* start Data for this task *

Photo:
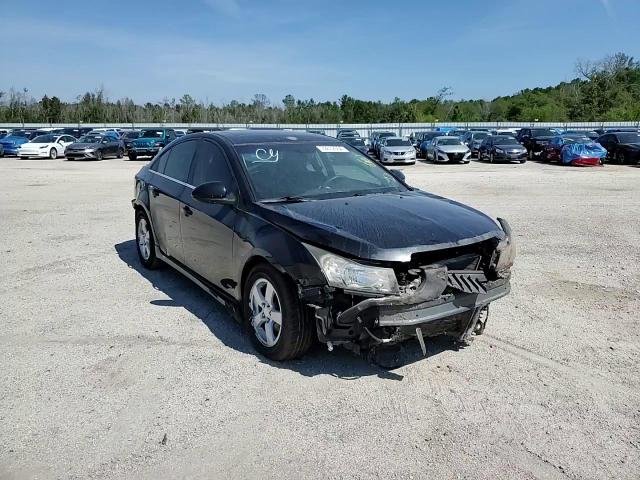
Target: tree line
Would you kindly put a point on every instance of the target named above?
(604, 90)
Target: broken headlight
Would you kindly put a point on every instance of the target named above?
(506, 249)
(341, 272)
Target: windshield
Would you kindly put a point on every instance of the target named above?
(19, 134)
(398, 143)
(91, 139)
(577, 139)
(541, 132)
(449, 141)
(628, 137)
(505, 141)
(44, 139)
(313, 170)
(152, 134)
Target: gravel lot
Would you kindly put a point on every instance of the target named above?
(109, 371)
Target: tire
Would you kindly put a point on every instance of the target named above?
(294, 335)
(145, 242)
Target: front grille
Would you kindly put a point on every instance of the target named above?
(467, 281)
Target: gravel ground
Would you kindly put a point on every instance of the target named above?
(109, 371)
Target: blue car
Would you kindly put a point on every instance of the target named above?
(11, 142)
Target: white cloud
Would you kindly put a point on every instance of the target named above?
(607, 7)
(228, 7)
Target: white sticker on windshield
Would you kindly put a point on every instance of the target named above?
(270, 155)
(332, 149)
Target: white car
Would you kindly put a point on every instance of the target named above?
(448, 149)
(397, 150)
(45, 146)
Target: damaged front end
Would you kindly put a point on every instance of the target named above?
(441, 292)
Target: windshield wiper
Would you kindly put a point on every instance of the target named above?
(286, 199)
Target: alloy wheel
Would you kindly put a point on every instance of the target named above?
(266, 312)
(144, 238)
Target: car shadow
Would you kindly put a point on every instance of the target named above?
(340, 362)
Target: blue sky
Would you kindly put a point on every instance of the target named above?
(220, 50)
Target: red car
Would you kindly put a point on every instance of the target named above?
(553, 150)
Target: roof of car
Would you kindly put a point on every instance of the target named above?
(240, 137)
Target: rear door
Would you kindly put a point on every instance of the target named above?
(208, 229)
(170, 182)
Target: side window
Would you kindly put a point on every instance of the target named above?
(210, 165)
(160, 162)
(179, 160)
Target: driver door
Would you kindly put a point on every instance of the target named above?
(208, 228)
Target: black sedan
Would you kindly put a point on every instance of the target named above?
(502, 148)
(304, 238)
(622, 147)
(535, 139)
(95, 147)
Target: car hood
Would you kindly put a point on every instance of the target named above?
(13, 140)
(82, 146)
(511, 148)
(143, 142)
(453, 148)
(544, 139)
(405, 148)
(35, 146)
(386, 227)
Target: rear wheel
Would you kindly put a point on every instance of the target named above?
(278, 327)
(145, 242)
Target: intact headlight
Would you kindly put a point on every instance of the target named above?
(506, 249)
(341, 272)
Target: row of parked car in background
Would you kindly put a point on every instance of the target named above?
(439, 145)
(87, 143)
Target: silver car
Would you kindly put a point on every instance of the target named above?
(448, 149)
(397, 150)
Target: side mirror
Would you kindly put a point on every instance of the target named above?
(213, 192)
(398, 174)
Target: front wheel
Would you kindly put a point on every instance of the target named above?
(278, 327)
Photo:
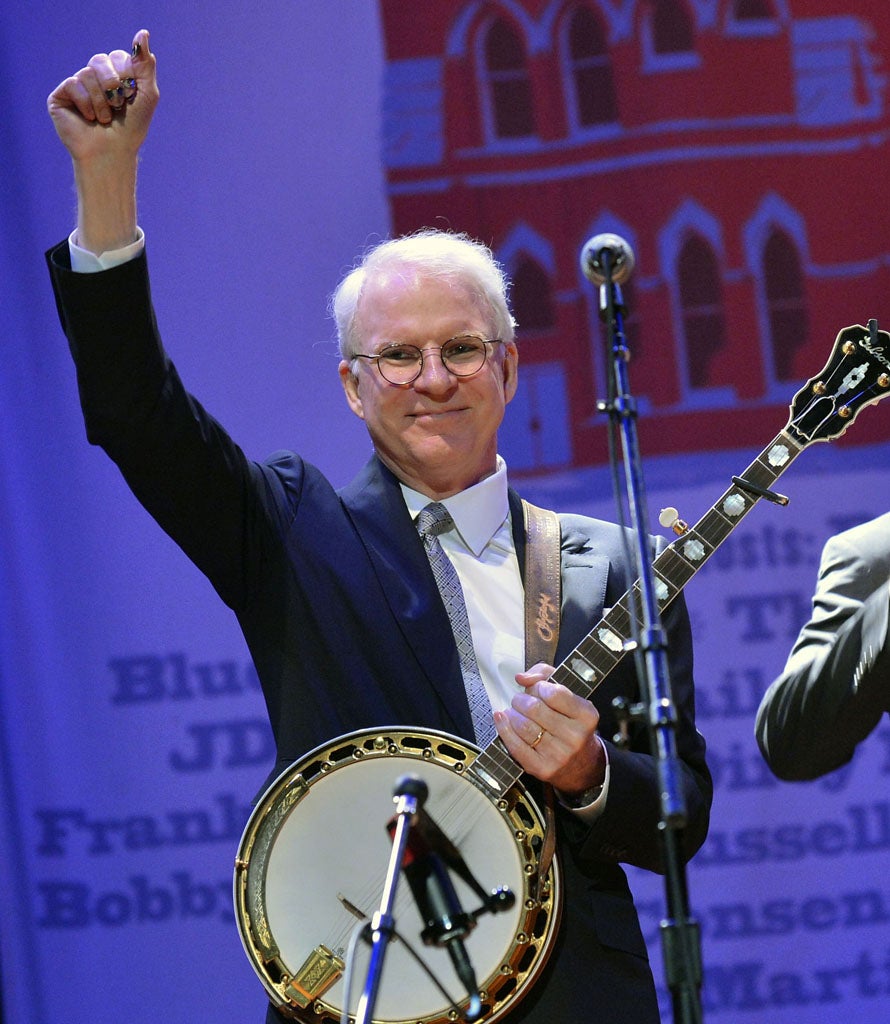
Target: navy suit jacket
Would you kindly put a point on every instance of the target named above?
(341, 613)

* end Data for this task *

Exercise directions - Present the material above as a numbered list with one line per item. Leave out blank lines and the pictures.

Task solution -
1. Photo:
2. Target: tree line
3. Would you kindly put a point on every instance of the target named above?
4. (604, 90)
5. Target: broken headlight
6. Would you kindly put a point on every instance of the target named above?
7. (506, 249)
8. (341, 272)
9. Target: windshield
10. Would you kindly put a point on every instance of the target named above?
11. (19, 134)
12. (398, 143)
13. (91, 139)
14. (577, 139)
15. (541, 132)
16. (449, 141)
17. (628, 137)
18. (505, 141)
19. (44, 139)
20. (313, 170)
21. (152, 134)
22. Target: gravel lot
23. Would you kindly put a point on every instance of the target named above?
24. (109, 371)
25. Target: tire
26. Would you kindly put a point on every instance of the target named above?
27. (294, 335)
28. (145, 242)
29. Target: front grille
30. Would you kindly put a point on every instance of the target named above?
31. (467, 281)
32. Target: gravel ground
33. Would you kindly put a point on every instance of the target named above?
34. (109, 371)
35. Target: blue car
36. Would you kindly put a point on every instance of the target named above?
37. (11, 142)
38. Target: white cloud
39. Would you kindly put a point on every instance of the target named above?
40. (607, 7)
41. (228, 7)
42. Target: white sticker on windshield
43. Would you kindly put a point on every instance of the target named above?
44. (270, 155)
45. (332, 149)
46. Target: white car
47. Would you kindly put a point on every instance of the target named above?
48. (448, 149)
49. (397, 150)
50. (45, 146)
51. Target: damaged front end
52. Would you kindly put a point on every instance of the target named above?
53. (441, 292)
54. Target: windshield wiper
55. Would you kindly put a point on every instance of the target named above?
56. (286, 199)
57. Target: alloy wheel
58. Would you kindly put a point on every instance of the target named above?
59. (266, 312)
60. (144, 238)
61. Target: car shadow
62. Would you kindly put a point on every instance of the target named above?
63. (340, 362)
64. Target: blue sky
65. Would you kindly put a point on every instance of the target named above?
66. (220, 50)
67. Target: red car
68. Would you kindly put a point on every instance of the target named above?
69. (553, 150)
70. Target: roof of car
71. Would you kindly put a point on every instance of the target named above?
72. (240, 137)
73. Target: rear door
74. Would you kindly put a point on every instance of the target named above?
75. (208, 229)
76. (170, 182)
77. Target: side window
78. Would you kindly put a point on every instance of the target named above?
79. (210, 165)
80. (160, 162)
81. (179, 160)
82. Target: driver door
83. Would you kindly put a point on every instance of the target named above?
84. (208, 228)
85. Target: black sedan
86. Would you kindly put a point on every instance of the target named above?
87. (502, 148)
88. (304, 238)
89. (622, 147)
90. (535, 139)
91. (95, 147)
92. Target: car hood
93. Would you kindly put a point on every instance of the target named above?
94. (13, 140)
95. (82, 146)
96. (511, 148)
97. (143, 142)
98. (453, 148)
99. (544, 139)
100. (405, 148)
101. (35, 146)
102. (386, 227)
103. Target: rear wheel
104. Would you kindly put a point on every instance of the target named above?
105. (278, 327)
106. (145, 242)
107. Target: intact headlight
108. Would you kindly put a point on every instance of the target named above?
109. (506, 249)
110. (341, 272)
111. Target: row of parked car in background
112. Would you kindly put a point on every instance of the target named above?
113. (439, 145)
114. (87, 143)
115. Target: silver car
116. Would you kindly put a point on every instance of the target named above?
117. (448, 149)
118. (397, 150)
119. Target: side mirror
120. Would you kindly put a point on every instance of the target named above?
121. (213, 192)
122. (398, 174)
123. Target: front wheel
124. Would you kindly put a point on every instance of the target named above?
125. (278, 327)
126. Photo:
127. Target: navy suit jacket
128. Would you kindly put a point on every instance of the target named above?
129. (341, 613)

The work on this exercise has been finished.